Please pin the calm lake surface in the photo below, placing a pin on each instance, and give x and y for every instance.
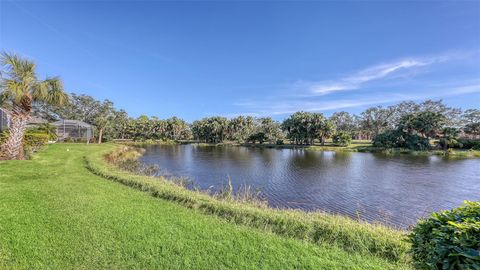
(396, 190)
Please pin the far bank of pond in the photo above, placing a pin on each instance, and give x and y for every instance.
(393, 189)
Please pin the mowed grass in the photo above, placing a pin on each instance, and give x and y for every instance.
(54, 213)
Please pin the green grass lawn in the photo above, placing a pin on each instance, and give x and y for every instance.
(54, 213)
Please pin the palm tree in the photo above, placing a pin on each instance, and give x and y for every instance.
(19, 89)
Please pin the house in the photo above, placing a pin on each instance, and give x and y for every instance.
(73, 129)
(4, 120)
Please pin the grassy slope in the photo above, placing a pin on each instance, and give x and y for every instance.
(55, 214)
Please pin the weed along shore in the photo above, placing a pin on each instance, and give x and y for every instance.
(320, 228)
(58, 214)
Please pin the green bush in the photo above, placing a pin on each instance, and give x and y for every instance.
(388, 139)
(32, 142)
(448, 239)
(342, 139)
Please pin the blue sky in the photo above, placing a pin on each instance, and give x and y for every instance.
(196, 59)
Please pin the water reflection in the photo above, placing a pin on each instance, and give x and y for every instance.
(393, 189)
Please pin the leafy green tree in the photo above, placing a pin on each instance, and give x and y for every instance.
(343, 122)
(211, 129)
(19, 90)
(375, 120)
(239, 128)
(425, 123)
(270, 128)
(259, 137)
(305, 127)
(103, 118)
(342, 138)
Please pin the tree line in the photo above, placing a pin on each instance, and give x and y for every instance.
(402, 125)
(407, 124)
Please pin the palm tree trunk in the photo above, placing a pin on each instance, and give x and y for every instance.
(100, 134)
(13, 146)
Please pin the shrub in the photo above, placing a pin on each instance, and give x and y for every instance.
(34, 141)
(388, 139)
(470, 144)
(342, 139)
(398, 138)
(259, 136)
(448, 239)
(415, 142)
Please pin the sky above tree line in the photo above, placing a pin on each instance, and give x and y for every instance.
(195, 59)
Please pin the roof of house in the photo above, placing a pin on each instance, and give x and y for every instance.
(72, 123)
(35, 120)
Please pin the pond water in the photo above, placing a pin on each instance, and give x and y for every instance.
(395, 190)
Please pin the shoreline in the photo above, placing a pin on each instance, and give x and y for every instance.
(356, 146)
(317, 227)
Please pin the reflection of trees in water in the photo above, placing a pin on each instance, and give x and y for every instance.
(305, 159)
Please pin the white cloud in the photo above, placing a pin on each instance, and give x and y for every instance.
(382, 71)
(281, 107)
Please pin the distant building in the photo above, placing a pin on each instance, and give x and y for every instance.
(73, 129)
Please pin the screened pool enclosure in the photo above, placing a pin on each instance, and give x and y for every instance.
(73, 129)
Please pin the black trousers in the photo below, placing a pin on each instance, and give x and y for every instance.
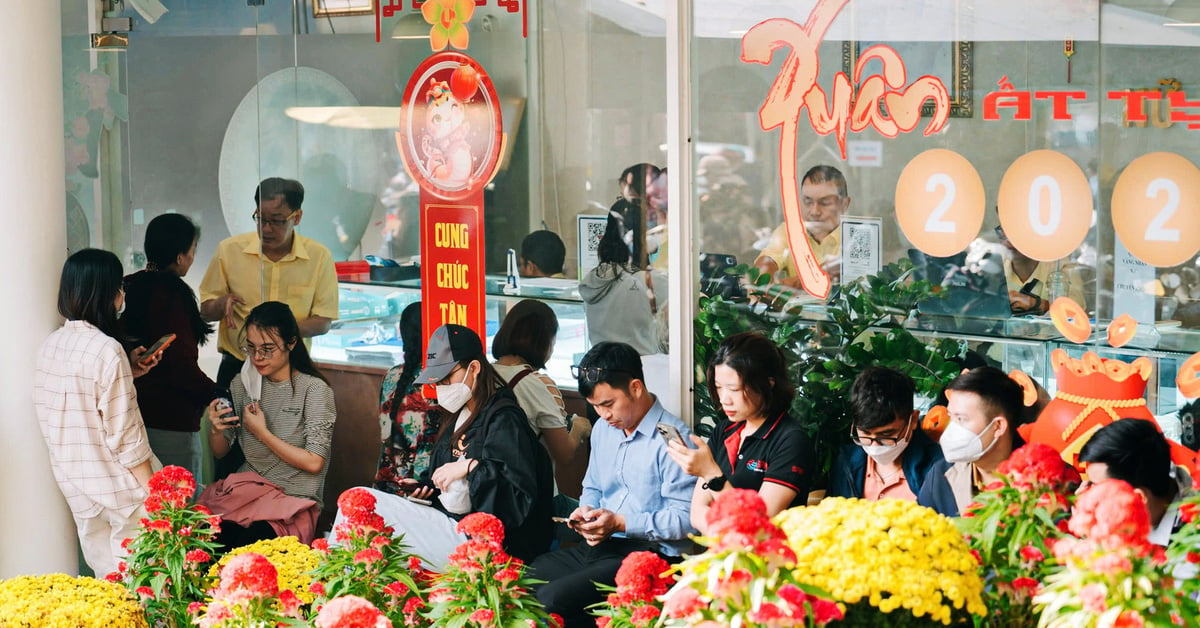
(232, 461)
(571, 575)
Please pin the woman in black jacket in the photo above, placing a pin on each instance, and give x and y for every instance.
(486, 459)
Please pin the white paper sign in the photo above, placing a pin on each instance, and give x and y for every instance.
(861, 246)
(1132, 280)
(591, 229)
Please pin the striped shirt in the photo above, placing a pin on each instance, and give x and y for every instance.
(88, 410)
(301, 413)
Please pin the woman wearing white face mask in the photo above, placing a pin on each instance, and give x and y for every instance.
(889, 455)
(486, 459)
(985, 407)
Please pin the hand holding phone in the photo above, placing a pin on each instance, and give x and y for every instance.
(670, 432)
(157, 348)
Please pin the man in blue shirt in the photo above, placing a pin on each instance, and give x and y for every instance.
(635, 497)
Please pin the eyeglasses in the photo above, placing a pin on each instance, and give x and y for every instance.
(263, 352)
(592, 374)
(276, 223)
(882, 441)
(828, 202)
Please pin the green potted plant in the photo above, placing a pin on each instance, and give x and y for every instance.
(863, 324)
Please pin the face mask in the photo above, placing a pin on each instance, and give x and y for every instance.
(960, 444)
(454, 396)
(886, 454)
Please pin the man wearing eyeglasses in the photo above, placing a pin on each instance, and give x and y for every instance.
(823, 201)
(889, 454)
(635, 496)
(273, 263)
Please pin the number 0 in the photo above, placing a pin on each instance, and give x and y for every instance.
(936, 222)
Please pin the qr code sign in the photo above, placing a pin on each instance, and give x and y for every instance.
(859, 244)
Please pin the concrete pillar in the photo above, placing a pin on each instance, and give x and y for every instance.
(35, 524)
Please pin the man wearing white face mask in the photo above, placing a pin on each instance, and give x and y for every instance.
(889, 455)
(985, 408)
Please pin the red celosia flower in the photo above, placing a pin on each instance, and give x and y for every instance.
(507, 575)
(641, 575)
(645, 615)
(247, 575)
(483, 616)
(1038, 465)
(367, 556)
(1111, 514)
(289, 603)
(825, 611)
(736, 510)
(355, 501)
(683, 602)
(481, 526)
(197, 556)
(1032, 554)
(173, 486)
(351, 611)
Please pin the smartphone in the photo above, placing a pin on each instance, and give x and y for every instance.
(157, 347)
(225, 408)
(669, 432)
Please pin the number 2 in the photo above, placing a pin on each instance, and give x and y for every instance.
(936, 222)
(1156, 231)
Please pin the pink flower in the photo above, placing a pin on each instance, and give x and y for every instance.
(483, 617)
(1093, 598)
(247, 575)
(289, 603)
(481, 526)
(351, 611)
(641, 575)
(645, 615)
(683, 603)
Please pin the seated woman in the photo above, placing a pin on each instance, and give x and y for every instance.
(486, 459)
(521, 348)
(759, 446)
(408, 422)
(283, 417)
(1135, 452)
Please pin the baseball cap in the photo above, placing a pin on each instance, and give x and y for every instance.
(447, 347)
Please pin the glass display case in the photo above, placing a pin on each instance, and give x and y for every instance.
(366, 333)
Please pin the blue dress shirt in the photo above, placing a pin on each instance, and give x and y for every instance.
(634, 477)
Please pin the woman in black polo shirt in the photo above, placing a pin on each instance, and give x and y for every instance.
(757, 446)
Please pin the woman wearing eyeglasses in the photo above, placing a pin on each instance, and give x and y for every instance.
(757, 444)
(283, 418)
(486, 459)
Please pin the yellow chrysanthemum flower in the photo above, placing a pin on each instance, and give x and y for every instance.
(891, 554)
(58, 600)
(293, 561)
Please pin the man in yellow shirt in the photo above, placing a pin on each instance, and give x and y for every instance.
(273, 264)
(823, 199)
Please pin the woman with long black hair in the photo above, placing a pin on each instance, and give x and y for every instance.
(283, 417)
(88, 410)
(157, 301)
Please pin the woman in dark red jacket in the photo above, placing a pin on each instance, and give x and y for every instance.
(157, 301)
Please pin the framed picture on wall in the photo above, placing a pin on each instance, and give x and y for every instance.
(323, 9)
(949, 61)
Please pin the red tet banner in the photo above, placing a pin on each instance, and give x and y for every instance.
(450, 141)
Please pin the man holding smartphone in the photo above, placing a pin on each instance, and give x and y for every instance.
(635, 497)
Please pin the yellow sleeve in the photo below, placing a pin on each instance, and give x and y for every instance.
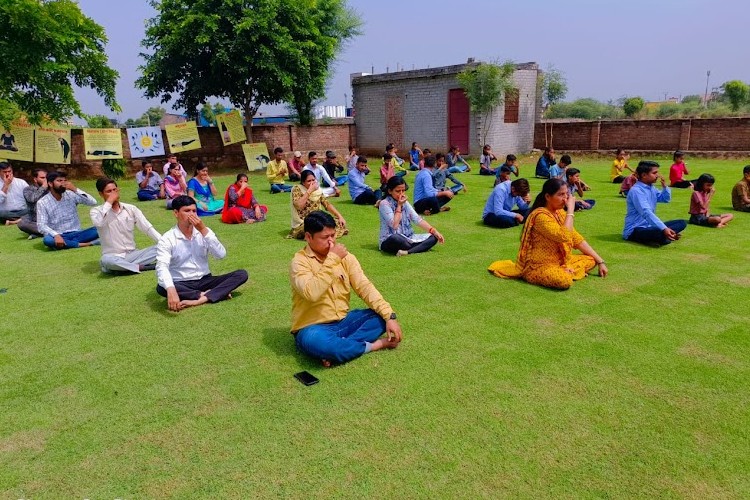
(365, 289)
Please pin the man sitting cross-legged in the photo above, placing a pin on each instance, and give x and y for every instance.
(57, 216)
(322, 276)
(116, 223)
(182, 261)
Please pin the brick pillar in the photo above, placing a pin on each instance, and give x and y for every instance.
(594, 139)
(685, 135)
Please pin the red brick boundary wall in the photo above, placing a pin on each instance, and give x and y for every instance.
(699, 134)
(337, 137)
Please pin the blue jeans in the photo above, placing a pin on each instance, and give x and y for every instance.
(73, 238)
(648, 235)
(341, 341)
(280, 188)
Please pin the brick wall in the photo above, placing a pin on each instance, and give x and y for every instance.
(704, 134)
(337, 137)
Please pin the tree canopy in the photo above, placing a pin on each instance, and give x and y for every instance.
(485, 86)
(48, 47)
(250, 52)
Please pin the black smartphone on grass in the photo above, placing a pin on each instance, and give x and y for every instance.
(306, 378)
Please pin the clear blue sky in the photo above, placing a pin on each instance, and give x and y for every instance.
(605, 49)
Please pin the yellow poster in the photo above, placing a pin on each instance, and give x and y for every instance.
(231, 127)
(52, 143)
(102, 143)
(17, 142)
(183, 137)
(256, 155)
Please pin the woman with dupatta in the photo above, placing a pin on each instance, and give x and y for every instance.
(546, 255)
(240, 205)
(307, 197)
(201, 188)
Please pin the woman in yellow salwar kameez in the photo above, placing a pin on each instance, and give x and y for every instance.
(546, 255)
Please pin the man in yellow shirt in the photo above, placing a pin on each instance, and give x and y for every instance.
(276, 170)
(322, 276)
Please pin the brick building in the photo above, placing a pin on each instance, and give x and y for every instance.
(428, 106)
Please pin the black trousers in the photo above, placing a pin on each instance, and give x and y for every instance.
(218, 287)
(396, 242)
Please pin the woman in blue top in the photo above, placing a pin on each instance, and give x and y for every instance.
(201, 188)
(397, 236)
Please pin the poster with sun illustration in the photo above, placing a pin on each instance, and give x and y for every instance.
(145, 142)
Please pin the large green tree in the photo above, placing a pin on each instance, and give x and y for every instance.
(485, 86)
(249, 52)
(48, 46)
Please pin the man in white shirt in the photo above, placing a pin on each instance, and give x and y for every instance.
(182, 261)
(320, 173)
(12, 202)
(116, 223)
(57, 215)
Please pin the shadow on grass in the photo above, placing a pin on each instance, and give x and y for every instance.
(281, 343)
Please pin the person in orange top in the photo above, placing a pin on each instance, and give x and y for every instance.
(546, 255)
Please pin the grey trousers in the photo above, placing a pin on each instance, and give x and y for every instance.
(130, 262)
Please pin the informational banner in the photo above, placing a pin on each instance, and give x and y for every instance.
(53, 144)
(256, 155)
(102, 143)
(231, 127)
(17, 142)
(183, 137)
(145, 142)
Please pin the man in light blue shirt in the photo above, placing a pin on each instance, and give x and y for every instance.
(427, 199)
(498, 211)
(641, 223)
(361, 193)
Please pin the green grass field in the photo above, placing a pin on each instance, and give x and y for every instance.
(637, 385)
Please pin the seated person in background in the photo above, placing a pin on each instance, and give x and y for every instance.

***

— Task prompt —
From the line with "Please pin the green grass field" to the final line of the data above, please reproduce every line exactly and add nothing.

— Exercise solution —
Please pin the green grass field in the photo above, placing a pin on each instance, and give x and y for every instance.
(637, 385)
Please pin the seated person in background in the photo above, placing a pin on each instance, and give x and y for every instance.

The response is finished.